The company also confirmed one of the key aspects of our investment thesis, which centers on margin improvement due in part to beef deflation. As discussed on the earnings call, the company’s total cost of sales as a percentage of revenue for the quarter decreased by 60 basis points to 27.3% from 27.9% in the year-ago period due to margin improvements at Double Eagle, Barcelona, and bartaco. This improvement and the year-over-year jump in bookings certainly point to the expected holiday inflection point panning out, which is also the most seasonally profitable time of year for Double Eagle and Grille. Cost-reduction efforts put in place earlier this year at these two brands should lead to visible margin improvement versus year-ago levels as the holiday volumes take effect.

  • For now, we’ll keep our long-term price target of $14 for Del Frisco’s (DFRG) shares intact, revisiting as needed should the company’s rollouts begin to slip.

 

Several headwinds remain in place

Despite these positive signals and happenings, we have to remember there are several headwinds blowing on the overall stock market. These include Italy standing firm with its latest budget, which puts it at odds with the European Union; Brexit limping forward; inflationary readings in both the October Producer Price Index and Consumer Price Index that will more than likely keep the Fed’s rate hike path intact, a looming concern for consumer debt and high levels of corporate debt; and the pending trade talks between the US and China at a time when more data shows a cooling in the global economy.

On a positive note, the NFIB Small Business Index’s October reading continued the near-two year string of record highs with more small businesses than not citing a bullish attitude toward the economy and expanding their businesses. A note of caution here as most businesses tend to exude such sentiment at or near the economic peak – few see the looming the downside. The NFIB’s report once again called out the lack of skilled workers with 53% of those surveyed reporting few or no qualified applicants.

RECORDED DATA:
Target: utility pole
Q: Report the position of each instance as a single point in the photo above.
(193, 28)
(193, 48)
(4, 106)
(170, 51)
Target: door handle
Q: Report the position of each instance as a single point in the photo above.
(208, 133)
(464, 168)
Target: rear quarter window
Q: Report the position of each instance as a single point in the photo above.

...

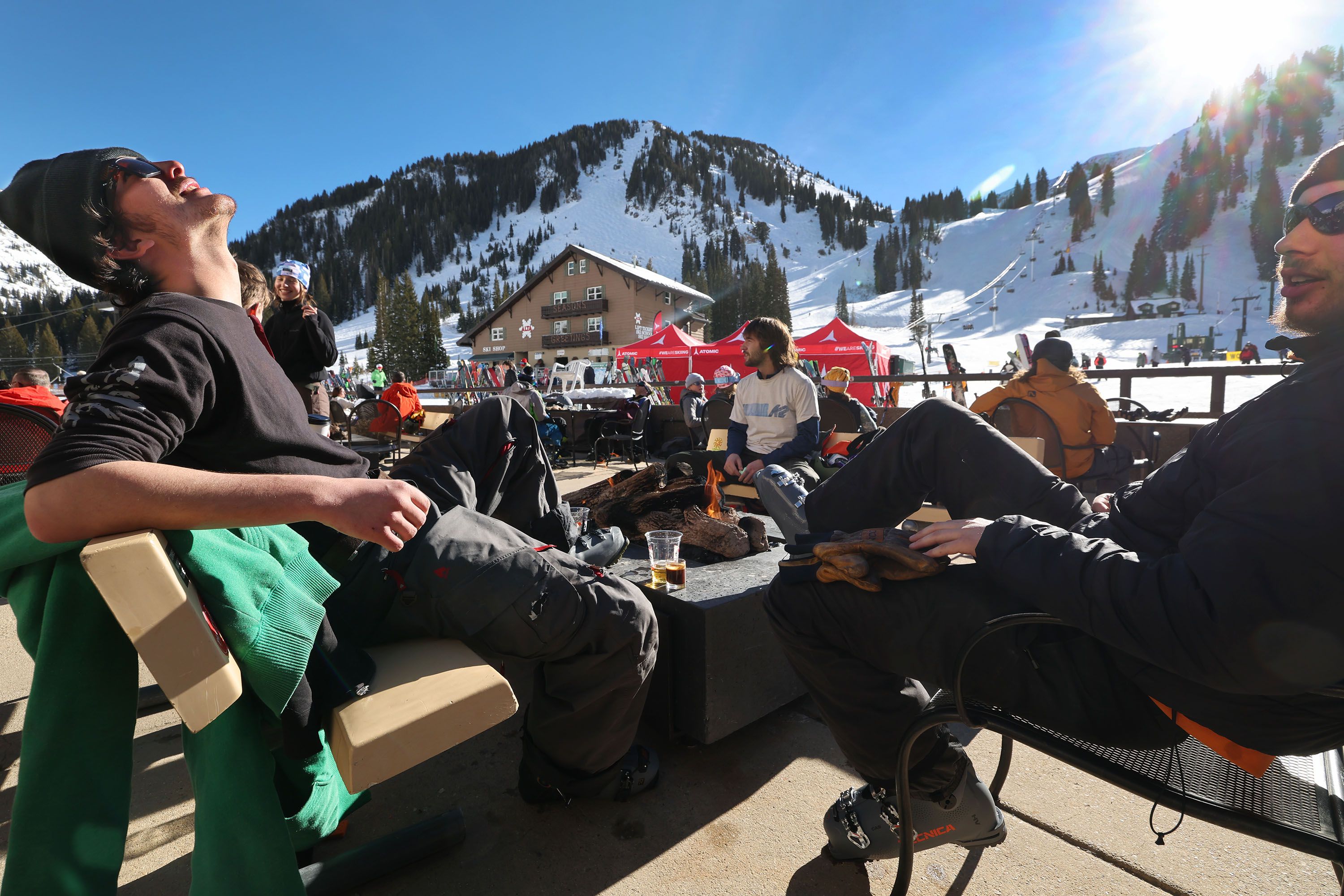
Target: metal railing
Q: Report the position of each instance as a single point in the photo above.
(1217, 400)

WRITTEN REQUEST: Can you write out the passage from the investment commentary above, starting at "Despite these positive" and ending at "the global economy."?

RESPONSE BELOW:
Despite these positive signals and happenings, we have to remember there are several headwinds blowing on the overall stock market. These include Italy standing firm with its latest budget, which puts it at odds with the European Union; Brexit limping forward; inflationary readings in both the October Producer Price Index and Consumer Price Index that will more than likely keep the Fed’s rate hike path intact, a looming concern for consumer debt and high levels of corporate debt; and the pending trade talks between the US and China at a time when more data shows a cooling in the global economy.